# Problem description:
Duplicate the lines below without altering a single character.
** Begin Extracted information **
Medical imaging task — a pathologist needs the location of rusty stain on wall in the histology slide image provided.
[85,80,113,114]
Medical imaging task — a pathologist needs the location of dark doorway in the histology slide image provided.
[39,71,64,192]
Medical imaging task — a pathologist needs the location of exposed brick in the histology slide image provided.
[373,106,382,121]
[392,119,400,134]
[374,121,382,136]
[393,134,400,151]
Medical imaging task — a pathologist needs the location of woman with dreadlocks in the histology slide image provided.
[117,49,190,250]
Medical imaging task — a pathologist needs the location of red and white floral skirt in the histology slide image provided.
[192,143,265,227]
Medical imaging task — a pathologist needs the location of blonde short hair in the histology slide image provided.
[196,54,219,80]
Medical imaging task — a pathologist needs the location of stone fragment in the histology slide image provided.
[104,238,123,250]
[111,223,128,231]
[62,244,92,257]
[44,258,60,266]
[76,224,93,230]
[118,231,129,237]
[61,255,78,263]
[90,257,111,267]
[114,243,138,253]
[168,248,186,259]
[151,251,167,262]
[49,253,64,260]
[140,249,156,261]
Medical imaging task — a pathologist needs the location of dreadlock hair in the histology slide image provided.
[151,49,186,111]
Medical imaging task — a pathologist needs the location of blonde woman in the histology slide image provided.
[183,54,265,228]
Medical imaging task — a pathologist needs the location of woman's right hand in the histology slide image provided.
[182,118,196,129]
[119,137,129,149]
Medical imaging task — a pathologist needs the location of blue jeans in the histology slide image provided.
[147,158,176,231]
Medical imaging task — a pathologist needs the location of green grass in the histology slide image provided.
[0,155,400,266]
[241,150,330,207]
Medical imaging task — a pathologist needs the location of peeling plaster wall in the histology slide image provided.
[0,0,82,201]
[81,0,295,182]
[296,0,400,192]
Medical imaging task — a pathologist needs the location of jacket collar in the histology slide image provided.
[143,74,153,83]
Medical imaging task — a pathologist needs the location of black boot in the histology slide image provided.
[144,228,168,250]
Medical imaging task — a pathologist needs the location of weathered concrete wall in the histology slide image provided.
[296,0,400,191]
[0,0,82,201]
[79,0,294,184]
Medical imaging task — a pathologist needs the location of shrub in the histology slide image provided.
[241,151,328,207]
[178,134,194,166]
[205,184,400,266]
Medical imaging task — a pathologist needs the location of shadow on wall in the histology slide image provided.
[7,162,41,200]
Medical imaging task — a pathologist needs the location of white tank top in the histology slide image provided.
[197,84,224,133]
** End Extracted information **
# Solved problem:
Medical imaging task — a pathologist needs the location of rusty stain on wall in the histology slide image provided.
[85,80,113,114]
Medical imaging task — a pathologist needs the location of dark doorway in the histology slide image provided.
[39,71,64,192]
Medical imaging task — a pathologist needs the location of exposed brick in the histology slide image provided.
[373,106,382,121]
[392,119,400,134]
[374,121,382,136]
[393,134,400,151]
Medical imaging task — a pathologist needs the location of woman with dreadlocks in the histology slide image provided.
[117,49,190,250]
Medical imaging task — a pathologist needs the location of red and white floral skirt in the histology slide image provided.
[192,143,265,227]
Medical imaging task — a pathologist needs the location of blonde short hair in the histology slide image provided.
[196,54,219,80]
Medical imaging task — a pathologist needs the location of stone fragment in the histology slide image provided.
[104,238,123,250]
[111,223,128,231]
[62,244,92,257]
[44,258,60,266]
[76,224,93,230]
[118,231,129,237]
[61,255,78,263]
[90,257,111,267]
[114,243,138,253]
[168,248,186,259]
[151,251,167,262]
[49,253,64,260]
[140,249,156,261]
Medical imaging task — a pathologist needs the location of dreadlock hair in the histology slide image provided.
[151,49,186,111]
Medical imaging task — a pathologist needs the location of blonde woman in the histology slide image provided.
[183,54,265,228]
Medical imaging task — a pathologist needs the location of woman's right hand in the histology slide image provided.
[182,118,196,129]
[119,137,129,149]
Medical imaging task — a pathologist needs the location of blue jeans in the histology slide image provided.
[147,158,176,231]
Medical imaging task — a pathologist needs the location of green grass in the histology slide image provided.
[0,155,400,266]
[241,150,330,207]
Medical imaging task — a pathologist needs the location of peeling plaster wall in the histology slide image provided.
[0,0,82,201]
[81,0,295,182]
[296,0,400,192]
Medical imaging task — a pathologist needs the location of jacket collar in the histology slide image provided.
[143,74,153,83]
Medical imaging task — a pathologist needs the location of black boot in the histology slide image provided.
[144,228,168,250]
Medical imaging task — a pathologist needs the location of weathered concrete wall in the histology slide image provided.
[296,0,400,191]
[0,0,82,201]
[79,0,294,184]
Medical imaging task — a pathologist needs the location of shrub in the histology slide image provided.
[241,151,328,207]
[178,134,194,166]
[205,184,400,266]
Medical imaging task — a pathologist needs the location of shadow on wall in the histology slide image provided.
[7,162,41,200]
Medical imaging task — a pathologist needs the location of white tank top in the histology slide image provided.
[197,84,224,133]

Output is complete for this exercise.